While liquid chromatography (LC) coupled with mass spectrometry (MS) (LC-MS) is a powerful and commonly used technique for the characterization of biopharmaceuticals during drug development, LC coupled with ultraviolet-visible (UV-Vis)/photodiode array (PDA), fluorescence and light-scattering detectors is used for routine analysis. A variety of LC methods have been developed to assess the critical quality attributes of these molecules, such as purity and chemical modifications to biotherapeutic molecules, aggregation and charge variants, as well as to quantify them in complex matrices and ensure the absence of impurities. Some examples of such methods are listed below:

  • Peptide mapping is a well-established technique for identifying a protein, monitoring its structural integrity, and determining any amino acid modifications in the primary structure. It involves digestion of a protein with enzymes such as trypsin, followed by separation and identification of its fragments. A rapid peptide mapping method using reverse phase (RP) chromatography, or RP-high performance liquid chromatography (HPLC) with UV detection has been developed for estimating site-specific oxidation in monoclonal antibodies.3
  • Size-exclusion chromatography (SEC) is used to separate molecules in a solution based on their size or molecular weight. SEC with UV or light scattering detection is the technique of choice to study the aggregation in proteins and antibodies, or disintegration of the molecule during manufacturing or subsequent handling. An SE-HPLC method has been developed for the quality control of a viral vaccine and virus-like particles (VLPs).4
  • Ion-exchange chromatography (IEX) with UV detection is amenable for detecting the presence of charge-variants. IEX also helps scientists understand protein-protein interactions in native states.5
  • Hydrophobic interaction chromatography (HIC) is used to purify biomolecules by isolating them using their hydrophobicity. This technique has been applied to separate pharmaceutical-grade supercoiled plasmid DNA from other isoforms.6 HIC in conjunction with RP-HPLC has been used for analyzing antibody-drug conjugates.7
  • LC techniques such as RPLC, HIC, SEC and multidimensional separation have been employed for determining drug-to-antibody ratios, evaluating drug load distribution and analyzing process-related impurities in antibody-drug conjugates.8
  • The glycans or sugars attached to monoclonal antibodies are characterized by fluorescence or MS analysis post-LC separation.9
  • LC-MS is commonly used to analyze post-translational modifications, such as methionine oxidation or deamidations, in biologics. A recent study has used an untargeted LC-high-resolution (HR) MS to detect global transformations to a monoclonal antibody by differential analysis.10
  • Affinity chromatography, which is based on specific interactions between the biomolecules and their ligands, is used for their isolation and titer (concentration) determination.11
  • HPLC has been shown to be suitable for routine compliance testing of biosimilars.12
  • Besides one-(1D-LC) and two-dimensional LC (2D-LC), multi-dimensional LC (mD-LC) that combines online sample preparation with multi-level assays using the same LC system are being developed for biopharmaceutical analysis.13

Scientists examining samples and biotherapeutic medications with molecular structures.

Liquid chromatography finds numerous, diverse applications in the biopharmaceutical industry. Credit: Technology Networks

In addition to characterizing and quantifying biotherapeutics, LC has also been applied for the analysis of excipients,14 impurities such as leached silicone oil in therapeutic protein formulations collected from pre-filled syringes,15 as well as for purification of biologics.16

What is the significance of chromatography in pharmaceutical analysis?

◆ ◆ ◆ ◆

> [Brief]: Reproduce the passage of the liquid chromatography text from "Liquid chromatography finds" up to and including "in pharmaceutical analysis?". The material below has no connection to the text on liquid chromatography.

> [Supplied data]:
◆ ◆ ◆ ◆

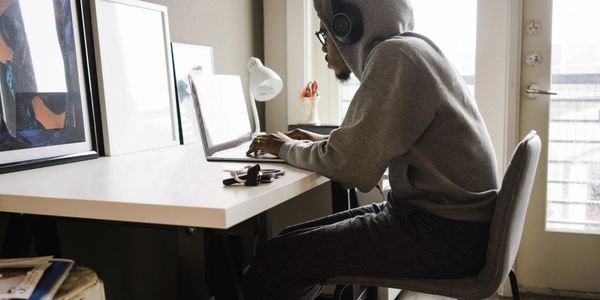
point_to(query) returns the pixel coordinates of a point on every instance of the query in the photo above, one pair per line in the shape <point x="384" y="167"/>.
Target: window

◆ ◆ ◆ ◆

> [Answer area]:
Liquid chromatography finds numerous, diverse applications in the biopharmaceutical industry. Credit: Technology Networks

In addition to characterizing and quantifying biotherapeutics, LC has also been applied for the analysis of excipients,14 impurities such as leached silicone oil in therapeutic protein formulations collected from pre-filled syringes,15 as well as for purification of biologics.16

What is the significance of chromatography in pharmaceutical analysis?